**About this task**.
The records must be duplicated exactly, with every picture left out.

**Working data**.
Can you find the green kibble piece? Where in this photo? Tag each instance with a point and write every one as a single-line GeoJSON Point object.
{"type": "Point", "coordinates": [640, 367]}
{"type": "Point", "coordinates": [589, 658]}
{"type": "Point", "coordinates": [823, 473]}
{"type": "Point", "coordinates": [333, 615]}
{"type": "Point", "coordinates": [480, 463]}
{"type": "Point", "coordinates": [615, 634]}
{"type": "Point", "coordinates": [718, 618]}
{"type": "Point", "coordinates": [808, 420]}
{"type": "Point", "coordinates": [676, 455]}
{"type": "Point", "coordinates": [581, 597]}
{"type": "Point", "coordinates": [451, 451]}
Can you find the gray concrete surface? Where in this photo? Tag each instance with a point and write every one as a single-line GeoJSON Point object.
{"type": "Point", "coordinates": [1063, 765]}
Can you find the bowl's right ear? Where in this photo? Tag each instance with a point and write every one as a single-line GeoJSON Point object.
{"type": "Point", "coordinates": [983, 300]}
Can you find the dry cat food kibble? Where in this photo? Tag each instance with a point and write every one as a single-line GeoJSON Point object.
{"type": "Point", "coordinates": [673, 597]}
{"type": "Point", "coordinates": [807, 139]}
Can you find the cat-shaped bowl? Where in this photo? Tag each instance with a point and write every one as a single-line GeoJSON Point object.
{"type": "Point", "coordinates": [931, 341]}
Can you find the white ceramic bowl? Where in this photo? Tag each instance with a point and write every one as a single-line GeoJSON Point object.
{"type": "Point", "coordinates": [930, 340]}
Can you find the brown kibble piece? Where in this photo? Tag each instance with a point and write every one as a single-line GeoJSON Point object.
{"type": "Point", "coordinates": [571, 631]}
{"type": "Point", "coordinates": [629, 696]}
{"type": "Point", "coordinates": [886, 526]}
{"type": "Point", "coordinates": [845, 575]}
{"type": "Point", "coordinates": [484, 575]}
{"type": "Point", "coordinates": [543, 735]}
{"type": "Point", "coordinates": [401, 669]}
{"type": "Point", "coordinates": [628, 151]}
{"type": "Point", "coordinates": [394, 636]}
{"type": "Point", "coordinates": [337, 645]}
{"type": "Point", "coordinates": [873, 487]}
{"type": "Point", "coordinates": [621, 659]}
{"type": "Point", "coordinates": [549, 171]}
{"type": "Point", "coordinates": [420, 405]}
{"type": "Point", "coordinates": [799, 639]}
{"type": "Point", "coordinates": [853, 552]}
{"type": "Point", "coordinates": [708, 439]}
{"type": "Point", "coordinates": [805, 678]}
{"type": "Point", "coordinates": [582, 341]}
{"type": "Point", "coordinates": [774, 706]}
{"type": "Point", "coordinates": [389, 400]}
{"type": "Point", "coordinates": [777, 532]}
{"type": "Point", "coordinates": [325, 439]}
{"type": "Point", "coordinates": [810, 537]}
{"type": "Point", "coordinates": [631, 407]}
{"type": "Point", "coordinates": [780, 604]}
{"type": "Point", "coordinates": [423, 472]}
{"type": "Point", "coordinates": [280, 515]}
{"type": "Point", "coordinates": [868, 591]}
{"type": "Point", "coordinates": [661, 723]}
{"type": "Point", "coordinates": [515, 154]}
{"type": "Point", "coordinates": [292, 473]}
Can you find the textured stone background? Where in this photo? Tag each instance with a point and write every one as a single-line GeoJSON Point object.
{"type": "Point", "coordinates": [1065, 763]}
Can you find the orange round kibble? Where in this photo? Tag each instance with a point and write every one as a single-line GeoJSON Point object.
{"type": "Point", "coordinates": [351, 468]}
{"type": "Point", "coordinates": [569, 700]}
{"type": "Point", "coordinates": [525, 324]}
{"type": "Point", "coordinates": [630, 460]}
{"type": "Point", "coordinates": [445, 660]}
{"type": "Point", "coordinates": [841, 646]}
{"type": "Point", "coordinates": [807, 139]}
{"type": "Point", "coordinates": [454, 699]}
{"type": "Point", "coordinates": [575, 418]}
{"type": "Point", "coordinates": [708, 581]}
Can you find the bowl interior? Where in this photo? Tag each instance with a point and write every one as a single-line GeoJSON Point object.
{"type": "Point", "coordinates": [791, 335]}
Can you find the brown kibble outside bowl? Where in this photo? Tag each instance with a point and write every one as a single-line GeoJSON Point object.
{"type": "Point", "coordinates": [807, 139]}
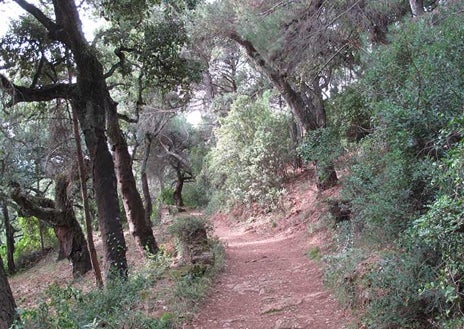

**Result of the task**.
Can you find the green kibble piece? Where in this photo? Tag each instance with a point and write every one as a single-line GeoJSON Point object.
{"type": "Point", "coordinates": [640, 367]}
{"type": "Point", "coordinates": [589, 658]}
{"type": "Point", "coordinates": [823, 473]}
{"type": "Point", "coordinates": [333, 615]}
{"type": "Point", "coordinates": [480, 463]}
{"type": "Point", "coordinates": [615, 634]}
{"type": "Point", "coordinates": [718, 618]}
{"type": "Point", "coordinates": [808, 420]}
{"type": "Point", "coordinates": [676, 455]}
{"type": "Point", "coordinates": [581, 597]}
{"type": "Point", "coordinates": [451, 451]}
Can you find the gray concrete surface? Where in this photo? Tag each instance with a point and write every one as a single-line GeoJSON Point object.
{"type": "Point", "coordinates": [1063, 765]}
Can you find the bowl's right ear? Where in this photo? Tag each instance with a point and write every one as a single-line GeoJSON Point object.
{"type": "Point", "coordinates": [983, 300]}
Can you find the dry cat food kibble? Where in this photo? Tag each instance with a point and write every one as a single-line GeoJSON Point object.
{"type": "Point", "coordinates": [673, 597]}
{"type": "Point", "coordinates": [807, 139]}
Can you find the cat-shaped bowl? Where in this photo? Tag each instance with a point and write every one as a single-line GeoJSON Point object.
{"type": "Point", "coordinates": [931, 341]}
Can you find the white ceramic bowl? Where in this photo? Tag each instance with a point and write every one as a single-line GeoJSON Point object.
{"type": "Point", "coordinates": [930, 340]}
Can you find the brown kibble piece? Where in this photo? Tag each instance with a point and write every one as a single-line GeoJSON Point object.
{"type": "Point", "coordinates": [571, 631]}
{"type": "Point", "coordinates": [629, 696]}
{"type": "Point", "coordinates": [886, 526]}
{"type": "Point", "coordinates": [845, 575]}
{"type": "Point", "coordinates": [484, 575]}
{"type": "Point", "coordinates": [543, 735]}
{"type": "Point", "coordinates": [401, 669]}
{"type": "Point", "coordinates": [628, 151]}
{"type": "Point", "coordinates": [394, 636]}
{"type": "Point", "coordinates": [337, 645]}
{"type": "Point", "coordinates": [873, 487]}
{"type": "Point", "coordinates": [621, 659]}
{"type": "Point", "coordinates": [549, 171]}
{"type": "Point", "coordinates": [420, 405]}
{"type": "Point", "coordinates": [799, 639]}
{"type": "Point", "coordinates": [853, 552]}
{"type": "Point", "coordinates": [708, 439]}
{"type": "Point", "coordinates": [805, 678]}
{"type": "Point", "coordinates": [582, 341]}
{"type": "Point", "coordinates": [774, 706]}
{"type": "Point", "coordinates": [389, 400]}
{"type": "Point", "coordinates": [777, 532]}
{"type": "Point", "coordinates": [325, 439]}
{"type": "Point", "coordinates": [810, 537]}
{"type": "Point", "coordinates": [631, 407]}
{"type": "Point", "coordinates": [780, 604]}
{"type": "Point", "coordinates": [423, 472]}
{"type": "Point", "coordinates": [280, 515]}
{"type": "Point", "coordinates": [868, 591]}
{"type": "Point", "coordinates": [661, 723]}
{"type": "Point", "coordinates": [515, 154]}
{"type": "Point", "coordinates": [292, 473]}
Can you find the textured stone background? Where in this photo? Tag each instance with a point and write every one as a single-line GeoJSON Point object.
{"type": "Point", "coordinates": [1065, 763]}
Can you find the orange round kibble? Where in this photo? Tag each instance with a point and write every one as a single-line GeoJSON Point object.
{"type": "Point", "coordinates": [351, 468]}
{"type": "Point", "coordinates": [569, 700]}
{"type": "Point", "coordinates": [525, 324]}
{"type": "Point", "coordinates": [630, 460]}
{"type": "Point", "coordinates": [445, 660]}
{"type": "Point", "coordinates": [841, 646]}
{"type": "Point", "coordinates": [807, 139]}
{"type": "Point", "coordinates": [454, 699]}
{"type": "Point", "coordinates": [575, 418]}
{"type": "Point", "coordinates": [708, 581]}
Can you find the bowl interior? Where in this photo? Tag each instance with a point and write every one as a single-line GeoJSON Point object.
{"type": "Point", "coordinates": [791, 335]}
Can you find the brown kibble outside bowl? Where in this photo? Tag each instance with a point and write every one as a single-line GeoJSON Point object.
{"type": "Point", "coordinates": [807, 139]}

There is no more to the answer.